● **Exercise inputs**

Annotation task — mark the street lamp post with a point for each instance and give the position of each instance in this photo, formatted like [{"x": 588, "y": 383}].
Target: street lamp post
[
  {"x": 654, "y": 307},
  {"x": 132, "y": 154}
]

● **Task brief**
Reproduce the items above with each "street lamp post" swapped for "lamppost", changing nothing else.

● **Full solution**
Annotation task — mark the lamppost with a point for each instance and give the position of each instance in this photo, formatted like [{"x": 588, "y": 383}].
Target: lamppost
[
  {"x": 654, "y": 307},
  {"x": 132, "y": 154}
]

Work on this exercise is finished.